Written instruction — Can you reproduce the entries word for word, starting at the line containing "Where can the pier" and ending at the final line of the entries?

Begin Entries provided

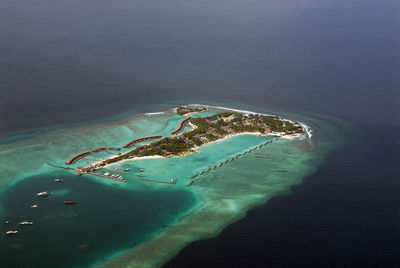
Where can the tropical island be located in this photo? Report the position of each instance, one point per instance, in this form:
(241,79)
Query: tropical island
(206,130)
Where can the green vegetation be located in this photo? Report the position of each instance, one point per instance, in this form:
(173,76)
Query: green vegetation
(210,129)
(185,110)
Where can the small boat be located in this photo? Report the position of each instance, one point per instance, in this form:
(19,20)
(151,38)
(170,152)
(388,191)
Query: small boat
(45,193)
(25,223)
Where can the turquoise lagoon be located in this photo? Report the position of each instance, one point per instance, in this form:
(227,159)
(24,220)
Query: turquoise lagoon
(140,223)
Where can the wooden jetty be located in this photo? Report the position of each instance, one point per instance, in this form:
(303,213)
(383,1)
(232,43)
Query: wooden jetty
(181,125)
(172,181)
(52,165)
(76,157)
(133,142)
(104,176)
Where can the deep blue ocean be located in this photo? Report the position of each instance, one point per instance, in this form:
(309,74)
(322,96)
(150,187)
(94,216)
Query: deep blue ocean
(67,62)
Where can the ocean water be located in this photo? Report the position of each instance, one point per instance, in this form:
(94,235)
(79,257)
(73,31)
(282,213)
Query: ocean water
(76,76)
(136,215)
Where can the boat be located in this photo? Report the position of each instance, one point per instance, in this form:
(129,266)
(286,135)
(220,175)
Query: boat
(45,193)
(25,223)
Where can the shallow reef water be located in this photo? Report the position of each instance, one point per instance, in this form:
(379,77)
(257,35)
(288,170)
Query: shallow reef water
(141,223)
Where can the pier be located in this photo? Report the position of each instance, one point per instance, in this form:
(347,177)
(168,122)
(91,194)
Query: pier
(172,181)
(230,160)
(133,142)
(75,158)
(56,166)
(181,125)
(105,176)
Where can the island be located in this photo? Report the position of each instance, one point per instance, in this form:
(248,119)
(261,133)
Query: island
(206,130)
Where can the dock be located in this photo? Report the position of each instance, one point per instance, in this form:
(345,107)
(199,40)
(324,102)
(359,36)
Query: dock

End Entries provided

Solution to this problem —
Where can the pier be located in this photo? Report the position of each instance, one point per instance, in this form:
(347,177)
(168,122)
(91,194)
Query: pier
(172,181)
(230,160)
(133,142)
(75,158)
(56,166)
(181,125)
(105,176)
Where can the island be located in this photo? Report the position of each instance, one point per instance, in this form:
(248,119)
(261,133)
Query: island
(206,130)
Where can the dock be located in this photo? Report the position of each instance, one point per instance, in this form:
(345,107)
(199,40)
(324,102)
(359,36)
Query: dock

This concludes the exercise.